DIRECTIONS FOR THIS TASK:
Word for word, restate the lines from the start of the data below through the line containing "locate the duck bill in the photo above".

Stored items:
==========
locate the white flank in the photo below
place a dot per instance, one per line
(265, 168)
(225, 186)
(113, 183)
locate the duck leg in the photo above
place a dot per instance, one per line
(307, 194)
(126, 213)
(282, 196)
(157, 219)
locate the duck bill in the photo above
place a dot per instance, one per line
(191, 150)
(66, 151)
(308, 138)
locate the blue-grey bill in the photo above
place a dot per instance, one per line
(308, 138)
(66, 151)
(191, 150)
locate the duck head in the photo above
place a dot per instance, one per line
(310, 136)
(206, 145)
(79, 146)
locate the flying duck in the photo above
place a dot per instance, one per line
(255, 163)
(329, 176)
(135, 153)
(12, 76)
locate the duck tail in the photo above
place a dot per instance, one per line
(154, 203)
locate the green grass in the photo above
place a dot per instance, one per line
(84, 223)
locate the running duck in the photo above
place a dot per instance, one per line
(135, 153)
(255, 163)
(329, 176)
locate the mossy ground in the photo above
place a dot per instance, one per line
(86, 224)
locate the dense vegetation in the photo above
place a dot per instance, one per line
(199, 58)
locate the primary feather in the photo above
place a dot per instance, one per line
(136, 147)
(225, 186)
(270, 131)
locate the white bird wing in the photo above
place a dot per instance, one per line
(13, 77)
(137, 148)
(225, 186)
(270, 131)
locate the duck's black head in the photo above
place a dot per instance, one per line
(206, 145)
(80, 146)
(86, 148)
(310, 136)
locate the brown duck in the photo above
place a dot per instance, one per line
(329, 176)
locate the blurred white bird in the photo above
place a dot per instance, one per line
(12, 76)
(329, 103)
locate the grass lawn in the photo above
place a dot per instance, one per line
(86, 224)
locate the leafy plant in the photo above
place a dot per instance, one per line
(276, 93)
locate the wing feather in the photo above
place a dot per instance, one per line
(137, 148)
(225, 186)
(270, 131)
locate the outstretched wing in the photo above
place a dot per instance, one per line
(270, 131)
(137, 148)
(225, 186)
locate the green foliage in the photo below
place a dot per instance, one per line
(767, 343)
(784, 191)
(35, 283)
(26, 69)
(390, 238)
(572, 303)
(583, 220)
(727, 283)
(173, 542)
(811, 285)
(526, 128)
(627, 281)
==========
RESPONSE TO THE EXERCISE:
locate the white flank in the photo below
place a dot per instance, one per line
(265, 168)
(225, 186)
(113, 183)
locate the duck leg in the photo above
place a dot per instance, one per line
(307, 194)
(126, 213)
(282, 196)
(157, 219)
locate the duck bill in the photo above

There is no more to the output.